Direction: Reproduce the lines of the items below verbatim, beginning with the line that contains "the white cap" and continuing through the final line of the items, with both ends included.
BEGIN Provided material
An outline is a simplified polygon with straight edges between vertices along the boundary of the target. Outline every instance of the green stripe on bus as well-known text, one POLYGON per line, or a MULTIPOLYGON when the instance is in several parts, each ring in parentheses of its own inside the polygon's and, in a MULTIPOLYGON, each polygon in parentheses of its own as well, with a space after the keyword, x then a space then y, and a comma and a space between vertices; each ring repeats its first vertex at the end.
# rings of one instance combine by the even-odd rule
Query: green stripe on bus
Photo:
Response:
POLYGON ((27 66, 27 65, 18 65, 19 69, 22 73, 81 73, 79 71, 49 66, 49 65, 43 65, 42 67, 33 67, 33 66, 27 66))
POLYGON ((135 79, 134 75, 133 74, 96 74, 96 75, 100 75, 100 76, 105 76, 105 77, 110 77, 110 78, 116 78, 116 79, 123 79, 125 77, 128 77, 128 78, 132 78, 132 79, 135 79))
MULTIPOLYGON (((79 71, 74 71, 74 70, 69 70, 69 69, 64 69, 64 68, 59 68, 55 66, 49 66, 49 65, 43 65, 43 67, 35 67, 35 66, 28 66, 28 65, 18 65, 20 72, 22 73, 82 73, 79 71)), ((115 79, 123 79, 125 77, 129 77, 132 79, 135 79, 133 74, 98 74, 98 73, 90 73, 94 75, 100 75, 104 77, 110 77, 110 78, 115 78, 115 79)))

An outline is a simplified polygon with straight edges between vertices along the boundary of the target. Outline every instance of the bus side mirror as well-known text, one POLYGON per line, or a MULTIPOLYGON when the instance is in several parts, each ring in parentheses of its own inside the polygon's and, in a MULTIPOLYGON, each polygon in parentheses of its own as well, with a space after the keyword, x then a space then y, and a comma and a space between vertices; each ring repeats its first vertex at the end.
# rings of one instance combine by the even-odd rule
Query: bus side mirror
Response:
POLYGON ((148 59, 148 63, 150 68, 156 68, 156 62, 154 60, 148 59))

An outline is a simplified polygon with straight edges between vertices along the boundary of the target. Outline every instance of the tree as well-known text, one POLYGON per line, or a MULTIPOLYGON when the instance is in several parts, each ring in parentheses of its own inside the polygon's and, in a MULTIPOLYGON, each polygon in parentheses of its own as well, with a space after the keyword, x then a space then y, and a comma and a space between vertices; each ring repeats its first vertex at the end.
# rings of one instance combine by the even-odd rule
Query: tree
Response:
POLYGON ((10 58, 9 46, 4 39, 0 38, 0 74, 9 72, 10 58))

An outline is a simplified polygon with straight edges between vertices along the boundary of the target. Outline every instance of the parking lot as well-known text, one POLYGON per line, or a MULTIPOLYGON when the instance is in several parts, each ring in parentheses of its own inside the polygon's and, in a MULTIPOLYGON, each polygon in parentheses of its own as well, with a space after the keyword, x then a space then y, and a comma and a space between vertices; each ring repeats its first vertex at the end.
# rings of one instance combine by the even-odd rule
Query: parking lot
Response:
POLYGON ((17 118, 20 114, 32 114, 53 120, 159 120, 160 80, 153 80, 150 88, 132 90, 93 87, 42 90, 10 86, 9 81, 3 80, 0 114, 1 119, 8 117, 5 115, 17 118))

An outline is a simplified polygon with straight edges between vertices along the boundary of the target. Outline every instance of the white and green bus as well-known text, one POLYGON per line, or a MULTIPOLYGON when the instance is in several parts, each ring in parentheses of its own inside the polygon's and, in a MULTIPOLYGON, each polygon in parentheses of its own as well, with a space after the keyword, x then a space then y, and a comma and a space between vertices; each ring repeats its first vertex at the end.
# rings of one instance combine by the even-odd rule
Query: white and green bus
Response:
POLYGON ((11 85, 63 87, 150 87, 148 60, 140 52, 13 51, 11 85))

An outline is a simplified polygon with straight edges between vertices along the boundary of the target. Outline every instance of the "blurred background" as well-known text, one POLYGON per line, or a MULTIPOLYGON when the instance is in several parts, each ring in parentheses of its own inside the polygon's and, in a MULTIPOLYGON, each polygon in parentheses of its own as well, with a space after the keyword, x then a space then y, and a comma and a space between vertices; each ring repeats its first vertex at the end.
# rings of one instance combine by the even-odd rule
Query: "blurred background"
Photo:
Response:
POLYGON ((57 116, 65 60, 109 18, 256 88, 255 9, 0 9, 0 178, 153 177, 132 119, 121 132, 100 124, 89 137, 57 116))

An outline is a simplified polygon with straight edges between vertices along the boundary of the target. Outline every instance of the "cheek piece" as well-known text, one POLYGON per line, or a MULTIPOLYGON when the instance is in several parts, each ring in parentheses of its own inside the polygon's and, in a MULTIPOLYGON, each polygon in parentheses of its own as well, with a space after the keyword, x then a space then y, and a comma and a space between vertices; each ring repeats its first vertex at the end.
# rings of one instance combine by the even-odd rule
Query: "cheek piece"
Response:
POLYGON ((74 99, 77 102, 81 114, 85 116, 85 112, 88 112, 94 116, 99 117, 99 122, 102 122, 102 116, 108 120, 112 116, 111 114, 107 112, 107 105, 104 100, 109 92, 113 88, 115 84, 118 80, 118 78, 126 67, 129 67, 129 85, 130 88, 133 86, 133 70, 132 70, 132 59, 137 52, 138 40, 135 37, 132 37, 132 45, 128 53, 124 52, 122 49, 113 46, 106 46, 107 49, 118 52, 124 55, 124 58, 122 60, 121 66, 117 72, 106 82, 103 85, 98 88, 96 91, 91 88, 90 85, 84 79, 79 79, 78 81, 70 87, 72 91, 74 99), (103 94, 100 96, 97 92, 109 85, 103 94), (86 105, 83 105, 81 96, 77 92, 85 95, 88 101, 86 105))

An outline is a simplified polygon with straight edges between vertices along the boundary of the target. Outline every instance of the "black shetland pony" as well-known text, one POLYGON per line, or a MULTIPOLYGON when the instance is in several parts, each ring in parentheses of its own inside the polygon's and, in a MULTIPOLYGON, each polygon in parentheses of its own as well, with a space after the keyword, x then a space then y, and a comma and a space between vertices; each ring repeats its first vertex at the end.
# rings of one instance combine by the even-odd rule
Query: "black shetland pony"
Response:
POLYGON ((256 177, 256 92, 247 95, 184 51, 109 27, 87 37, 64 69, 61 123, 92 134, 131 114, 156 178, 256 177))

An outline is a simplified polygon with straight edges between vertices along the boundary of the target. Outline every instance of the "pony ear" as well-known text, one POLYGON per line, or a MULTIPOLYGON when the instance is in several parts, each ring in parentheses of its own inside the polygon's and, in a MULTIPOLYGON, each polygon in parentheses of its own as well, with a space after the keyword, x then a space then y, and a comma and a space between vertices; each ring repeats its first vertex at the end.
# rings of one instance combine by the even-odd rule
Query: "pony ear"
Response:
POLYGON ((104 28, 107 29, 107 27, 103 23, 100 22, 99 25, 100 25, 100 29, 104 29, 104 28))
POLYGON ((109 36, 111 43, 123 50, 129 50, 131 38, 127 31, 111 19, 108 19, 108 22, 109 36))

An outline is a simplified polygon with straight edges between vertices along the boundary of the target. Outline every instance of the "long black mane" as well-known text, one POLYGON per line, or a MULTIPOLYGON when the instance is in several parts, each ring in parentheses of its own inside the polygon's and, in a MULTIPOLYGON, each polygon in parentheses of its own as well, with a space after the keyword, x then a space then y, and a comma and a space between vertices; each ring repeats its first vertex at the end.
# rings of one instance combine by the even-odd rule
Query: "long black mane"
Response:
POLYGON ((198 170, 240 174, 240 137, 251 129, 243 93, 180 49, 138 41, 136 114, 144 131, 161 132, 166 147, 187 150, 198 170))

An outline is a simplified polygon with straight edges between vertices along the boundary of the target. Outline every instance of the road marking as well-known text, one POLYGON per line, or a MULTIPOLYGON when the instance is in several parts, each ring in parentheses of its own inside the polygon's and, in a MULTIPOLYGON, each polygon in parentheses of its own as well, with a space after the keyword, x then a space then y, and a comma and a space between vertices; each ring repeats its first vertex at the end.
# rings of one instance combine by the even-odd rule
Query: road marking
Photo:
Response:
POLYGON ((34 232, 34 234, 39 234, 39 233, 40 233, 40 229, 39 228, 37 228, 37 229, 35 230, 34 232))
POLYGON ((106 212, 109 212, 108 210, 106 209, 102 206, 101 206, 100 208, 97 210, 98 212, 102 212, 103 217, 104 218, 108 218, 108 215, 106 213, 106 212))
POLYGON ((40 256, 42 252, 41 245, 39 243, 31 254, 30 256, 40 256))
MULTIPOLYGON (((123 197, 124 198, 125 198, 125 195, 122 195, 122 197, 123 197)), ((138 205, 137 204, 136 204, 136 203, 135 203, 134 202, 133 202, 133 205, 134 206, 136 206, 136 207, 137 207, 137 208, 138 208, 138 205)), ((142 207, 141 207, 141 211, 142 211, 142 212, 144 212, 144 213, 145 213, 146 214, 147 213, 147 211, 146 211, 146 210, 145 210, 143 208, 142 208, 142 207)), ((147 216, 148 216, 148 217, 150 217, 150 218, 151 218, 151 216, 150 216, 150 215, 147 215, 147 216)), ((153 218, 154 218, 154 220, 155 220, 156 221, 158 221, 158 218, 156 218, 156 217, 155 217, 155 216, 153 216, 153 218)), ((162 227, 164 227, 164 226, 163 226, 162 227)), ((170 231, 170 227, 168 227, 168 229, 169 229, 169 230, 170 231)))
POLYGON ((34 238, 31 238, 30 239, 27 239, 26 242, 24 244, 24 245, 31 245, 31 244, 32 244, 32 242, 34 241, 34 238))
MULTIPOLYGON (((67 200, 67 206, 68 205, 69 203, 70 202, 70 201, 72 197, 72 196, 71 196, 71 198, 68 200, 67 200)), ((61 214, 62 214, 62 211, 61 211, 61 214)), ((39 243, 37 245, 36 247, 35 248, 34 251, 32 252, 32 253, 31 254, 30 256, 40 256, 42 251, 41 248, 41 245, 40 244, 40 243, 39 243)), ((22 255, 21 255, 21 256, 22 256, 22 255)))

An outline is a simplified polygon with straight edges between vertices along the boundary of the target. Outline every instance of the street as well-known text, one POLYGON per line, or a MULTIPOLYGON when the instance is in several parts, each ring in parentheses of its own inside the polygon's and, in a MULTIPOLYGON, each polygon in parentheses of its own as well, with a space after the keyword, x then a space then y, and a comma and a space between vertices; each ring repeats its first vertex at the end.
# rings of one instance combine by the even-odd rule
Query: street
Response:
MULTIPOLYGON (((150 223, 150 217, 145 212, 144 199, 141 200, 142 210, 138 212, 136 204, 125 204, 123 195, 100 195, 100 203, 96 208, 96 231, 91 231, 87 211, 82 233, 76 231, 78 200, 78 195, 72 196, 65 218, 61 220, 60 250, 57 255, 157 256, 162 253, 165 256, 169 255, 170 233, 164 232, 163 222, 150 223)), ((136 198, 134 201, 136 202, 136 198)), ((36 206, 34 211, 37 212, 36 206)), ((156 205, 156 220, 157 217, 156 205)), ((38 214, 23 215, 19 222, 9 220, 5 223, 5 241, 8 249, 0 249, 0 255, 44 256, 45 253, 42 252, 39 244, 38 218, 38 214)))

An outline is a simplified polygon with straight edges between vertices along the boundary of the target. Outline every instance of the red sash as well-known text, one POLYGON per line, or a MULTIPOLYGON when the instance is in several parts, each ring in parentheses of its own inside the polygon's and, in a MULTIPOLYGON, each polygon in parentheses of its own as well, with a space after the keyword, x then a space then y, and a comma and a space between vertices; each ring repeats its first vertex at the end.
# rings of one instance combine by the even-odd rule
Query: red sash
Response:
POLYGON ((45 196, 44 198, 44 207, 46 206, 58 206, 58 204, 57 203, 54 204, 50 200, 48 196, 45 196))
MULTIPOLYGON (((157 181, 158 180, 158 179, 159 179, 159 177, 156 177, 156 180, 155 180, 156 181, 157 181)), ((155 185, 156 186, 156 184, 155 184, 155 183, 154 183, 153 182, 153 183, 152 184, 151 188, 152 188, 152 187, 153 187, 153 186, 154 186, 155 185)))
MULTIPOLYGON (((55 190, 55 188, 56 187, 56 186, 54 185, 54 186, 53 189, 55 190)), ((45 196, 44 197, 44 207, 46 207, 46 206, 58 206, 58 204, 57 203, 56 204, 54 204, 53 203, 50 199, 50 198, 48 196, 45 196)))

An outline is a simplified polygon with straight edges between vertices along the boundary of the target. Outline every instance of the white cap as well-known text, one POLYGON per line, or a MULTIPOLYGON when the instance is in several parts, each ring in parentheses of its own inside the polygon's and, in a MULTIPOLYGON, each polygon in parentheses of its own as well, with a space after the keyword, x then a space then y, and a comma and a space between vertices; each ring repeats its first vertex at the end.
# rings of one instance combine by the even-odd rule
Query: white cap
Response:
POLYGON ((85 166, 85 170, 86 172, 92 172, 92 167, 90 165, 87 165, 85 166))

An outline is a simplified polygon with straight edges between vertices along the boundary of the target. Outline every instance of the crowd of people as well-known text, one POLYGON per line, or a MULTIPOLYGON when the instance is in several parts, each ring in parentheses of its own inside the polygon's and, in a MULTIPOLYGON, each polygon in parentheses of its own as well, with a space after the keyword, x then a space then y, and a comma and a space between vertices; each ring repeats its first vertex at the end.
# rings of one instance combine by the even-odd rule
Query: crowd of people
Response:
END Provided material
Full solution:
An outline is a simplified polygon with straight edges between vertices along the boundary of the target. Outline every instance of the white cap as well-known text, one POLYGON per line, or a MULTIPOLYGON when the instance is in several parts, each ring in parentheses of its own inside the polygon's and, in a MULTIPOLYGON, each polygon in parentheses of its own as well, with a space after the keyword, x then a space then y, and a comma and a space between vertices; each ring repeats its first vertex at the end.
# rings of one instance combine by the even-odd rule
Query: white cap
Response:
POLYGON ((85 166, 85 170, 86 172, 92 172, 92 167, 90 165, 87 165, 85 166))

An outline is a simplified polygon with straight edges between vertices along the boundary of the target. Outline every instance of the crowd of people as well-known text, one POLYGON per line, or a MULTIPOLYGON when the instance is in several parts, each ring in parentheses of its own inside the polygon's and, in a MULTIPOLYGON, each polygon in parentheses of its own as well, with a space after the keyword, x then a space then y, and a comma and a space between vertices; each ring repeats its first vertex at the end.
# rings of one instance combine by the even-odd rule
Query: crowd of people
Response:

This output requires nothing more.